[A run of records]
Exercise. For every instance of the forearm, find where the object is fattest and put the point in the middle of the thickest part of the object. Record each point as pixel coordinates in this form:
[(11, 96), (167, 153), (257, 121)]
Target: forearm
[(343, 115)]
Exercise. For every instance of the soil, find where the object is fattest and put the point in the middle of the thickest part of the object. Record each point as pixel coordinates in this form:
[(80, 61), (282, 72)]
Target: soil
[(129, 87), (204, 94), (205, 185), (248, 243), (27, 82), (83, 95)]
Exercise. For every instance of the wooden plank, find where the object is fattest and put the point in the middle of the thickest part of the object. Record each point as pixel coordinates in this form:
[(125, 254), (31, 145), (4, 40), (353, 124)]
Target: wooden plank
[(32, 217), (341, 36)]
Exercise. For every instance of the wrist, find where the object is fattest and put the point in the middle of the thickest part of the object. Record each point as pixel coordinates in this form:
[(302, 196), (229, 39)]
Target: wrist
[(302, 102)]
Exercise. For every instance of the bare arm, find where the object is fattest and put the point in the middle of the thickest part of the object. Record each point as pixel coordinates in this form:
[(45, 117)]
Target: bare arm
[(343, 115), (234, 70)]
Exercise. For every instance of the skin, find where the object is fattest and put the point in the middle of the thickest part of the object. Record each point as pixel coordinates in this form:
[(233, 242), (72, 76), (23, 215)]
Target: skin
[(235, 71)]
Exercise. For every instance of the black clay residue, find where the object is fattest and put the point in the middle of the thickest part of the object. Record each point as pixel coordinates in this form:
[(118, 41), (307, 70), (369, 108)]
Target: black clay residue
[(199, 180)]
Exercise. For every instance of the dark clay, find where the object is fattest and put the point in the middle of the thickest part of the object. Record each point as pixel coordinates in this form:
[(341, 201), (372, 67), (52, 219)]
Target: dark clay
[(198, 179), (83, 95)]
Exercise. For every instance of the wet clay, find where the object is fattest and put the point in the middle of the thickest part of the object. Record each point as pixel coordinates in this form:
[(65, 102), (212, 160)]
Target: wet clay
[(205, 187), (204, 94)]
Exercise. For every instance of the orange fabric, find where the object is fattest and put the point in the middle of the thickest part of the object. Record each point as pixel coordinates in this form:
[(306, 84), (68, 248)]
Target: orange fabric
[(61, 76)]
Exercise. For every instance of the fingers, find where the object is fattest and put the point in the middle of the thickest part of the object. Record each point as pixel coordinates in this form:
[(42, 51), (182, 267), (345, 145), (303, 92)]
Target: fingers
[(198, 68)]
--
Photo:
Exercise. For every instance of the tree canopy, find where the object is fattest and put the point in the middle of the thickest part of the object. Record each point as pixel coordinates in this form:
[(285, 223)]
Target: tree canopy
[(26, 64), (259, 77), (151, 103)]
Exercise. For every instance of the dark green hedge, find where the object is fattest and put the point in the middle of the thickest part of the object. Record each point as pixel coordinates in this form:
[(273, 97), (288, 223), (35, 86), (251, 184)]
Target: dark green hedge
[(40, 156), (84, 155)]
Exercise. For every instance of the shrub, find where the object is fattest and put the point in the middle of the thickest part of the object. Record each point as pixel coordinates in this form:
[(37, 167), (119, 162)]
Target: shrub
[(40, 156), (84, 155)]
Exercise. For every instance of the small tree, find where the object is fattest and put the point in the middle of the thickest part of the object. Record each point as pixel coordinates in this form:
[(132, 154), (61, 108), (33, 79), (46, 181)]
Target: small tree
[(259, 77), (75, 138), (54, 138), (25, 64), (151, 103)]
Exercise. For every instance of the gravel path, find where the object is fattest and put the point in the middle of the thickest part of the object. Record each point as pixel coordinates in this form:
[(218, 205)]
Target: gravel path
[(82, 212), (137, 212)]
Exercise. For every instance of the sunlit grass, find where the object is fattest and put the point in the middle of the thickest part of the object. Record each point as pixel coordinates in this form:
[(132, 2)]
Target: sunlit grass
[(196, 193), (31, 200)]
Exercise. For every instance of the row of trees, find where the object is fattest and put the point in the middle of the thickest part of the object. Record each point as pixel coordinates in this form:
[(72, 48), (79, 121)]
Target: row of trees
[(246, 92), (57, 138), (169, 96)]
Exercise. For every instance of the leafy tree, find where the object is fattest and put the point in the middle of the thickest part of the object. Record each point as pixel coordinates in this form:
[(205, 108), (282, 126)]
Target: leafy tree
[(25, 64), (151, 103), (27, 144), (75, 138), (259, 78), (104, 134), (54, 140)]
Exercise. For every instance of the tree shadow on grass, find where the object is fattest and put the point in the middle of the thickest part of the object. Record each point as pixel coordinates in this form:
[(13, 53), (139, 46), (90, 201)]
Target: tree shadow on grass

What this task involves = Copy out everything from the line containing "Exercise. For every instance of the forearm, find" down to the line containing "[(343, 115)]", both lines included, without changing a single character.

Result =
Exercise. For every instance of the forearm, find where the object is fattest and put the point in the middle of the thickest part of the object. Record each point as pixel coordinates in this form:
[(11, 96), (167, 153), (257, 121)]
Target: forearm
[(343, 115)]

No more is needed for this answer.